▶ **Entries shown**
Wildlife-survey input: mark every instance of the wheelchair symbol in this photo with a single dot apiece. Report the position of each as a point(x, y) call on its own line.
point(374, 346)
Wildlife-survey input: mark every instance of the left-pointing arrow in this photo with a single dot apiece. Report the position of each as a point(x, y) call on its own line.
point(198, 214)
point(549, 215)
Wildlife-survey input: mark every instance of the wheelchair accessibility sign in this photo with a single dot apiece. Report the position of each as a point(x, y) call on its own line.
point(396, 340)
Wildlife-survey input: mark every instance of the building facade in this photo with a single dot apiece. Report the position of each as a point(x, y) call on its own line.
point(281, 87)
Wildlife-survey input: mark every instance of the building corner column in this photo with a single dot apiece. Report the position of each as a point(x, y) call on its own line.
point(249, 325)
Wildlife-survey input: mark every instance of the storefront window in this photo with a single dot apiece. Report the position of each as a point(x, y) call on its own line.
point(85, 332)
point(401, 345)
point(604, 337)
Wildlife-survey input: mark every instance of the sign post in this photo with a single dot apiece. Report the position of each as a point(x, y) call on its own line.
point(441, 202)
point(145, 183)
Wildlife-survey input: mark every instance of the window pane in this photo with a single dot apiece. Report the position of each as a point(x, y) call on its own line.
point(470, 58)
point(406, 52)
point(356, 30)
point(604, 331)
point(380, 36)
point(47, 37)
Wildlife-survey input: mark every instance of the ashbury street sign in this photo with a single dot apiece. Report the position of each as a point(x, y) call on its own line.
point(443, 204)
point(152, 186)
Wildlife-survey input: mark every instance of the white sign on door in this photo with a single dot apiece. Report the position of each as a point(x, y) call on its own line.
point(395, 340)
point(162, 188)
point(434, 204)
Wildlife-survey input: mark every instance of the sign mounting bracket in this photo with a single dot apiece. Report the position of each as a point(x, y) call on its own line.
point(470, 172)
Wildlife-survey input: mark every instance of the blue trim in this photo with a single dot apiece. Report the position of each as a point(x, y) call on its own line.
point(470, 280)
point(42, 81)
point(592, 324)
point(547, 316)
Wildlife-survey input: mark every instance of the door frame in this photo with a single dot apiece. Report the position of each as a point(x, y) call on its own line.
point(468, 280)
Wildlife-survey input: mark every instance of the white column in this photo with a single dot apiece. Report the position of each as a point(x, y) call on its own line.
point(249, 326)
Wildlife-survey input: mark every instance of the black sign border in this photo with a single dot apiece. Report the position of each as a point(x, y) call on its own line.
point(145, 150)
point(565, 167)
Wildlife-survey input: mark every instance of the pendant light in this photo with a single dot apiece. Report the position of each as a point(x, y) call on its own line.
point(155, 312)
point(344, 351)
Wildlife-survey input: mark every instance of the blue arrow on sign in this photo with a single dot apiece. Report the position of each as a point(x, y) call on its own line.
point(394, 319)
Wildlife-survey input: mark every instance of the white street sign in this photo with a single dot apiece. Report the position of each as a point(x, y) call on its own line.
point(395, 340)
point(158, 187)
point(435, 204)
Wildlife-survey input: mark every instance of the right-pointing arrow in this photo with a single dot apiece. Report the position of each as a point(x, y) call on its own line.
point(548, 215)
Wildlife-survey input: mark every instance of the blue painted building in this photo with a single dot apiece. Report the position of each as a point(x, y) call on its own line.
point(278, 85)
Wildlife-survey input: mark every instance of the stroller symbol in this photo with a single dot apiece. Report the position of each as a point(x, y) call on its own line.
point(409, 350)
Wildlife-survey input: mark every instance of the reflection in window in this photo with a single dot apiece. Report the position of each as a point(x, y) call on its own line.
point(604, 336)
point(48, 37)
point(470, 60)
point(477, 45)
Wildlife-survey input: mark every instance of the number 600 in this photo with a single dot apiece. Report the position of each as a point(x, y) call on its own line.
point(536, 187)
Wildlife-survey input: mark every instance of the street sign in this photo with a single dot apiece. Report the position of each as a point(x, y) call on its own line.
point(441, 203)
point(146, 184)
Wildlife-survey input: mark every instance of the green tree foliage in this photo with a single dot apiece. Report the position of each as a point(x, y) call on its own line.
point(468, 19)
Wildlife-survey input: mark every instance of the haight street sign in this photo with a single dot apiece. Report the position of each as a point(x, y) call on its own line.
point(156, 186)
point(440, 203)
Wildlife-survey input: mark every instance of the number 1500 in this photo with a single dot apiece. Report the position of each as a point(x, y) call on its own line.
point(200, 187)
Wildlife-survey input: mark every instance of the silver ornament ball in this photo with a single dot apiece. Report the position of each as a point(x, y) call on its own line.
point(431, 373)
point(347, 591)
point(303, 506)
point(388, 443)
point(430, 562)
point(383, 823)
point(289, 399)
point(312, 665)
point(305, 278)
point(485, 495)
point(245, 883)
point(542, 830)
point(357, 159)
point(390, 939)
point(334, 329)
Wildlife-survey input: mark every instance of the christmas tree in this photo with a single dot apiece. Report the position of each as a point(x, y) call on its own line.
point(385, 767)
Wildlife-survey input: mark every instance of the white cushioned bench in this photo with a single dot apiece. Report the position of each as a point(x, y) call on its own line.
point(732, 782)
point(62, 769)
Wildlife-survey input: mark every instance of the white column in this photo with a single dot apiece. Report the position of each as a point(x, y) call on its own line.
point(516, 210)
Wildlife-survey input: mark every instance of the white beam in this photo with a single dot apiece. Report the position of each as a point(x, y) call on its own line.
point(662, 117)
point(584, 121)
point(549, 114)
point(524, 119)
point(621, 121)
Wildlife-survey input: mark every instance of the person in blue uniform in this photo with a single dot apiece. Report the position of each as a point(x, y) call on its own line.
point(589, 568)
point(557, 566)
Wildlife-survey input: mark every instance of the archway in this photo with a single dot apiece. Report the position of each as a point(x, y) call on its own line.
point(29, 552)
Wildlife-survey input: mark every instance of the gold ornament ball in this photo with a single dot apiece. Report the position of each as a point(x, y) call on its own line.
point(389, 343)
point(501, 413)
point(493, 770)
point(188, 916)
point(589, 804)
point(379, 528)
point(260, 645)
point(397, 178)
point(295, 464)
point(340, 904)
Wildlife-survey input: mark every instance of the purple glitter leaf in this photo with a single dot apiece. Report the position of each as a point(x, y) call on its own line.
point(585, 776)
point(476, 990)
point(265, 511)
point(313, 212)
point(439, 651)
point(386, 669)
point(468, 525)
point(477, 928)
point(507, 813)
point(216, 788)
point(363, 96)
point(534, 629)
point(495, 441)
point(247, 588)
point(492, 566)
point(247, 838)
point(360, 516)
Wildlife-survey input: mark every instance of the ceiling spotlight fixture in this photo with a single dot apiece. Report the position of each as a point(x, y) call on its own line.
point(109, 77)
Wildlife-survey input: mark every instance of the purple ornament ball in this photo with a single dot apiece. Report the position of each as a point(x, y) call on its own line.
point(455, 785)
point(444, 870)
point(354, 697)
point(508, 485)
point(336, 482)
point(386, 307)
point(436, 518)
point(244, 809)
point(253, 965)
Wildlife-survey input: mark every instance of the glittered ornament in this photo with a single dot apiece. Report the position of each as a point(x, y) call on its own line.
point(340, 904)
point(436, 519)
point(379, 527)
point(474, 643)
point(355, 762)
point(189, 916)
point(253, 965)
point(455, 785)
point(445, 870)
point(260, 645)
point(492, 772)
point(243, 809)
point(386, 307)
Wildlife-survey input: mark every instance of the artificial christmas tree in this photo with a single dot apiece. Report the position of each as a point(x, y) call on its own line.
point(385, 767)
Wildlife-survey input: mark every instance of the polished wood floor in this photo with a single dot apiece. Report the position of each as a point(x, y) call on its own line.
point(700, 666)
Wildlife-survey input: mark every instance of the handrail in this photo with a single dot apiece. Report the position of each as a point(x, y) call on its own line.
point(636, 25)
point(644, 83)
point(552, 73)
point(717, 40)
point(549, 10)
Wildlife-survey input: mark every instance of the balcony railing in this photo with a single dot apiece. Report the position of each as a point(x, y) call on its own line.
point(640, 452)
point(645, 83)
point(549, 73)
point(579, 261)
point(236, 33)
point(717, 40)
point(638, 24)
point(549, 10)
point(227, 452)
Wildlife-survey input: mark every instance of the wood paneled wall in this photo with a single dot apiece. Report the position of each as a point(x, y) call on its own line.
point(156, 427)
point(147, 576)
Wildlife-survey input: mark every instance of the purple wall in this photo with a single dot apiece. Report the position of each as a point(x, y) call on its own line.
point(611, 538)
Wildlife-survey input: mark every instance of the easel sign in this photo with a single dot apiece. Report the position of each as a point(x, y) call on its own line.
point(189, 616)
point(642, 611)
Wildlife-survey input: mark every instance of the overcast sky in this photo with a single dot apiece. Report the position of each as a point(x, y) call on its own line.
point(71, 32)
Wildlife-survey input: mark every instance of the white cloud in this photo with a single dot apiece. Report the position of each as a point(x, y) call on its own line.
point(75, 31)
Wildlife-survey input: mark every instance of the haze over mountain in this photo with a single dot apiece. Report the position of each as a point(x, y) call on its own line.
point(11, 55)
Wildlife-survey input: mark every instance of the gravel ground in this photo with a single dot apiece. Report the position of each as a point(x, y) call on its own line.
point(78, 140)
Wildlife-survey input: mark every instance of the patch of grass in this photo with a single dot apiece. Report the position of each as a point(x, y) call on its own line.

▶ **Written instruction**
Echo back, with no changes, everything from the line that contains "Wildlife-survey input: mark every instance of the sign mounting" down to the line that contains "point(468, 280)", including both of those lines.

▶ **Task result**
Wildlife-survey input: mark every instance of the sign mounting bracket in this photo with a single dot apiece. Report the position of each as a point(x, y) call on its own line.
point(470, 172)
Wildlife-survey input: mark every instance of the blue trim in this photo with a single dot apiece. Report the position of each as a point(x, y) call on its own line.
point(470, 280)
point(42, 81)
point(592, 324)
point(547, 316)
Wildlife-survey input: mark every instance of the door frame in this photo with a single dot apiece. Report the position of each as a point(x, y) call on its own line.
point(468, 280)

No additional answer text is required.